[Problem statement]:
Please write out each entry below exactly as it appears.

═══

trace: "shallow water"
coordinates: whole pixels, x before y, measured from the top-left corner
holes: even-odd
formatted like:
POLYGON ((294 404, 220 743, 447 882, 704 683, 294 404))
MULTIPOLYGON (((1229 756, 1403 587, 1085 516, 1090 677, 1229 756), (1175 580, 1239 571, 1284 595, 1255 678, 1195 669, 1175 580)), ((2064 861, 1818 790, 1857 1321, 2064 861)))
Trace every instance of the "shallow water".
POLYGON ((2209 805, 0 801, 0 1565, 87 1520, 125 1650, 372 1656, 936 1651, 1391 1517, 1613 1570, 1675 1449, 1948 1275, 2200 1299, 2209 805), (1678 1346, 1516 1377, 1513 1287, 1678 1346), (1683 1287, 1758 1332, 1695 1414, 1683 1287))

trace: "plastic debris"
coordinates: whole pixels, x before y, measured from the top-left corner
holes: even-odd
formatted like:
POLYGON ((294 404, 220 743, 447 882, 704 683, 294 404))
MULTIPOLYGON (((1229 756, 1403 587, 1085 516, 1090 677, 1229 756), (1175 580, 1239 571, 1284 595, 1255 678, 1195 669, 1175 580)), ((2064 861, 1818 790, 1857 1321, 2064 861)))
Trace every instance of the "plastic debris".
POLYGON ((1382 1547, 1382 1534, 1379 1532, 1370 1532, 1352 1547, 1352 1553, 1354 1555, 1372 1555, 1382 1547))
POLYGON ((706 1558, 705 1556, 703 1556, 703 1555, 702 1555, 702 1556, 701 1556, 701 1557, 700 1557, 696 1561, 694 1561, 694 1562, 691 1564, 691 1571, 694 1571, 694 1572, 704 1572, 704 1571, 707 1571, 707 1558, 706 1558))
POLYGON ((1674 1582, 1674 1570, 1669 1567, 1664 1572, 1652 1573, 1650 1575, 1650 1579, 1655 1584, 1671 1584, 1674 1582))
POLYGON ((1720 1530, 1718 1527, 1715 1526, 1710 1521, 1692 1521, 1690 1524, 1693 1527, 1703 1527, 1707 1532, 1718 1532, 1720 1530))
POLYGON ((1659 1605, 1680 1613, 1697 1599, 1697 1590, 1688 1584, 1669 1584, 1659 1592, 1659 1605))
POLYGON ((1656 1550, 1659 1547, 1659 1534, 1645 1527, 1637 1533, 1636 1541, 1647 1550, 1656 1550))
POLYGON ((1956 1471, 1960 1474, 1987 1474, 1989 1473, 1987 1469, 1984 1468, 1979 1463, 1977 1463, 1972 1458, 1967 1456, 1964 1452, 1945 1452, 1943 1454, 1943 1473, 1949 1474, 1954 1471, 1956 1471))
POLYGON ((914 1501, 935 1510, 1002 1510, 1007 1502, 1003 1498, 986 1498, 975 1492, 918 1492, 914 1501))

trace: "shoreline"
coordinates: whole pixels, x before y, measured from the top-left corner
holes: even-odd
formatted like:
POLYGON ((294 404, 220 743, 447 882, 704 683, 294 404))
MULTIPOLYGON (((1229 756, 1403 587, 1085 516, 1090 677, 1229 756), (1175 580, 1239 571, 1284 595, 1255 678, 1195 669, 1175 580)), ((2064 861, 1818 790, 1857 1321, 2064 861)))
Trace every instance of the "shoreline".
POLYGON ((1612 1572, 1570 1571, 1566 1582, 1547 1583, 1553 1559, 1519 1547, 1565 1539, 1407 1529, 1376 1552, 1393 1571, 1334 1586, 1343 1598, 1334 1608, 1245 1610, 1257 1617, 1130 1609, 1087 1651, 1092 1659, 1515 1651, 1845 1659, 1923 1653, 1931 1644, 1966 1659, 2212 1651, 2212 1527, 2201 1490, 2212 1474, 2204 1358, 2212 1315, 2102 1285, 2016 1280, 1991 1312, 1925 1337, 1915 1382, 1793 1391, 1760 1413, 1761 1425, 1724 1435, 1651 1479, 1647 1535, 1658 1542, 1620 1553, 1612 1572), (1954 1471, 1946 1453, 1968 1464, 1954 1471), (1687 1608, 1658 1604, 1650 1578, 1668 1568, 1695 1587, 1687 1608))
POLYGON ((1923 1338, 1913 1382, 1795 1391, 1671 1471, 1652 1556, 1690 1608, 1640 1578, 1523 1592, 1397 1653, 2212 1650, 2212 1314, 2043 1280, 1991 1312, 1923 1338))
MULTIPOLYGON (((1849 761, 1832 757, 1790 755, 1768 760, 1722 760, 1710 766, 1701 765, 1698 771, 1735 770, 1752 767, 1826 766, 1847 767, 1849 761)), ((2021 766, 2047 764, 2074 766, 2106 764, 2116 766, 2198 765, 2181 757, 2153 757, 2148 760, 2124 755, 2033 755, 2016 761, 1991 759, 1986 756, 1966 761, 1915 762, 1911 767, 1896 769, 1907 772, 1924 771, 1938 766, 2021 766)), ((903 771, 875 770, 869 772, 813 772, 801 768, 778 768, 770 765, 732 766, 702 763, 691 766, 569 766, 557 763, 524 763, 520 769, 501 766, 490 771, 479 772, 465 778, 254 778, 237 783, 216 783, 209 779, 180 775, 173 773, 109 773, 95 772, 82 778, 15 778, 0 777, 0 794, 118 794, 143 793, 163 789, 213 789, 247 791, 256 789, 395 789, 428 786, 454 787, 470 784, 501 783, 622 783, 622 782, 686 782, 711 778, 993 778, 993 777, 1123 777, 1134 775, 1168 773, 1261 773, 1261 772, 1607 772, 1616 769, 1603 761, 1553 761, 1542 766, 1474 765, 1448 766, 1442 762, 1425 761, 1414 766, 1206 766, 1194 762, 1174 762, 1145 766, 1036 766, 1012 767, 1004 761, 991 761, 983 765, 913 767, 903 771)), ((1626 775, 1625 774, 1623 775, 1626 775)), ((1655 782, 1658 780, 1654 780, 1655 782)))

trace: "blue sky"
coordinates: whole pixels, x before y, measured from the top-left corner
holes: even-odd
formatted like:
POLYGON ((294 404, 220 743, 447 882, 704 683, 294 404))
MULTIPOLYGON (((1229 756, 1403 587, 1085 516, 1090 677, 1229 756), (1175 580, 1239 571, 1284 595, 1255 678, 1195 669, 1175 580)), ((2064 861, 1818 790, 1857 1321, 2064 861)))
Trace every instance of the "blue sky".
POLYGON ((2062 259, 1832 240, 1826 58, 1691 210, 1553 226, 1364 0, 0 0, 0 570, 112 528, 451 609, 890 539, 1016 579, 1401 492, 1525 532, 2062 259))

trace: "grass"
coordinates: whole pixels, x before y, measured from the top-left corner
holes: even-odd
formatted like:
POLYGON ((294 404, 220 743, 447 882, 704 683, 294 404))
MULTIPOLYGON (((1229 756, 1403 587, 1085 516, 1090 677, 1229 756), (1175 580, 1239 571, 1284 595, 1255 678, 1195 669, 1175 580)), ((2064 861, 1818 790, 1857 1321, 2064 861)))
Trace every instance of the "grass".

═══

[Your solution]:
trace: "shallow water"
coordinates: whole pixels, x before y, measured from the top-left corner
holes: even-odd
formatted like:
POLYGON ((294 404, 220 743, 447 882, 704 683, 294 404))
MULTIPOLYGON (((1229 756, 1403 587, 1085 516, 1090 677, 1229 756), (1175 580, 1239 571, 1284 595, 1255 678, 1195 669, 1175 580)), ((2064 861, 1818 790, 1857 1321, 2064 861)))
Trace every instance of the "shallow water".
POLYGON ((2209 805, 0 801, 0 1565, 87 1520, 125 1650, 372 1656, 936 1651, 1391 1517, 1613 1570, 1675 1449, 1948 1275, 2200 1299, 2209 805), (1678 1346, 1516 1377, 1513 1287, 1678 1346), (1683 1287, 1758 1332, 1695 1414, 1683 1287))

trace: "plastic debris"
coordinates: whole pixels, x before y, measured from the top-left corner
holes: even-odd
formatted like:
POLYGON ((294 404, 220 743, 447 882, 704 683, 294 404))
MULTIPOLYGON (((1229 756, 1403 587, 1085 516, 1090 677, 1229 756), (1175 580, 1239 571, 1284 595, 1255 678, 1195 669, 1175 580)), ((2064 861, 1818 790, 1857 1321, 2064 861)))
Trace every instance of the "plastic debris".
POLYGON ((1382 1547, 1382 1534, 1379 1532, 1370 1532, 1352 1547, 1352 1553, 1354 1555, 1372 1555, 1382 1547))
POLYGON ((706 1558, 705 1556, 703 1556, 703 1555, 702 1555, 702 1556, 701 1556, 701 1557, 700 1557, 696 1561, 694 1561, 694 1562, 691 1564, 691 1571, 694 1571, 694 1572, 704 1572, 704 1571, 707 1571, 707 1558, 706 1558))
POLYGON ((1674 1582, 1674 1570, 1669 1567, 1664 1572, 1652 1573, 1650 1575, 1650 1579, 1655 1584, 1671 1584, 1674 1582))
POLYGON ((1720 1530, 1718 1527, 1715 1526, 1710 1521, 1692 1521, 1690 1524, 1693 1527, 1703 1527, 1707 1532, 1718 1532, 1720 1530))
POLYGON ((1659 1605, 1680 1613, 1697 1599, 1697 1590, 1688 1584, 1669 1584, 1659 1592, 1659 1605))
POLYGON ((1656 1550, 1659 1547, 1659 1534, 1645 1527, 1637 1533, 1636 1541, 1647 1550, 1656 1550))
POLYGON ((1956 1471, 1960 1474, 1987 1474, 1989 1473, 1987 1469, 1984 1468, 1979 1463, 1977 1463, 1972 1458, 1967 1456, 1964 1452, 1945 1452, 1943 1454, 1943 1473, 1949 1474, 1954 1471, 1956 1471))
POLYGON ((914 1501, 935 1510, 1002 1510, 1007 1502, 1003 1498, 986 1498, 975 1492, 918 1492, 914 1501))

trace: "shoreline"
coordinates: whole pixels, x before y, measured from the top-left corner
holes: even-odd
formatted like:
POLYGON ((294 404, 220 743, 447 882, 704 683, 294 404))
MULTIPOLYGON (((1229 756, 1403 587, 1085 516, 1090 677, 1229 756), (1175 580, 1239 571, 1284 595, 1255 678, 1195 669, 1175 580)), ((2064 861, 1818 790, 1857 1321, 2064 861)))
Trace every instance of the "shoreline".
POLYGON ((1612 1572, 1570 1571, 1566 1582, 1547 1583, 1553 1559, 1519 1547, 1565 1539, 1407 1529, 1376 1552, 1393 1571, 1334 1586, 1343 1598, 1334 1608, 1245 1610, 1257 1617, 1130 1609, 1087 1651, 1092 1659, 1515 1651, 1845 1659, 1923 1653, 1931 1644, 1966 1659, 2212 1651, 2212 1527, 2201 1490, 2212 1474, 2204 1358, 2212 1315, 2102 1285, 2016 1280, 1991 1312, 1925 1337, 1915 1382, 1793 1391, 1760 1413, 1761 1425, 1724 1435, 1651 1479, 1647 1535, 1658 1542, 1620 1553, 1612 1572), (1954 1471, 1946 1453, 1968 1464, 1954 1471), (1687 1608, 1658 1604, 1650 1578, 1668 1568, 1695 1587, 1687 1608))
POLYGON ((1923 1338, 1913 1382, 1795 1391, 1671 1471, 1652 1556, 1690 1608, 1640 1578, 1523 1592, 1397 1653, 2212 1650, 2212 1314, 2043 1280, 1991 1312, 1923 1338))
MULTIPOLYGON (((1849 761, 1832 757, 1790 755, 1768 760, 1722 760, 1710 766, 1701 765, 1698 771, 1735 770, 1752 767, 1826 766, 1847 767, 1849 761)), ((2021 766, 2047 764, 2074 766, 2106 764, 2116 766, 2198 765, 2181 757, 2153 757, 2148 760, 2124 755, 2033 755, 2016 761, 1991 759, 1986 756, 1966 761, 1915 762, 1911 767, 1896 769, 1907 772, 1924 771, 1938 766, 2021 766)), ((903 771, 875 770, 869 772, 813 772, 801 768, 778 768, 770 765, 732 766, 702 763, 691 766, 569 766, 557 763, 524 763, 520 769, 501 766, 490 771, 479 772, 465 778, 254 778, 237 783, 216 783, 209 779, 180 775, 173 773, 109 773, 95 772, 82 778, 15 778, 0 777, 0 794, 118 794, 143 793, 163 789, 213 789, 247 791, 256 789, 395 789, 428 786, 454 787, 470 784, 501 783, 622 783, 622 782, 686 782, 711 778, 993 778, 993 777, 1123 777, 1134 775, 1168 773, 1261 773, 1261 772, 1607 772, 1616 769, 1603 761, 1553 761, 1542 766, 1474 765, 1448 766, 1442 762, 1425 761, 1414 766, 1206 766, 1194 762, 1174 762, 1145 766, 1036 766, 1012 767, 1004 761, 991 761, 983 765, 913 767, 903 771)), ((1626 775, 1625 774, 1623 775, 1626 775)), ((1655 782, 1658 780, 1654 780, 1655 782)))

trace: "blue sky"
coordinates: whole pixels, x before y, measured from the top-left corner
holes: even-odd
formatted like:
POLYGON ((294 404, 220 743, 447 882, 704 683, 294 404))
MULTIPOLYGON (((1229 756, 1403 587, 1085 516, 1090 677, 1229 756), (1175 580, 1239 571, 1284 595, 1255 678, 1195 669, 1175 580)), ((2064 861, 1818 790, 1857 1321, 2064 861)))
Trace every instance of the "blue sky".
POLYGON ((2062 259, 1832 240, 1826 58, 1691 210, 1553 226, 1364 0, 0 0, 0 570, 112 528, 451 609, 890 539, 1016 579, 1401 492, 1525 532, 2062 259))

trace: "grass"
coordinates: whole pixels, x before y, measured from the top-left corner
holes: even-odd
formatted like:
POLYGON ((294 404, 220 743, 447 882, 704 683, 294 404))
MULTIPOLYGON (((1229 756, 1403 587, 1085 516, 1090 677, 1229 756), (1175 580, 1239 571, 1284 595, 1255 678, 1195 669, 1175 580)), ((2064 861, 1818 790, 1857 1321, 2064 861)))
Trace every instance of the "grass".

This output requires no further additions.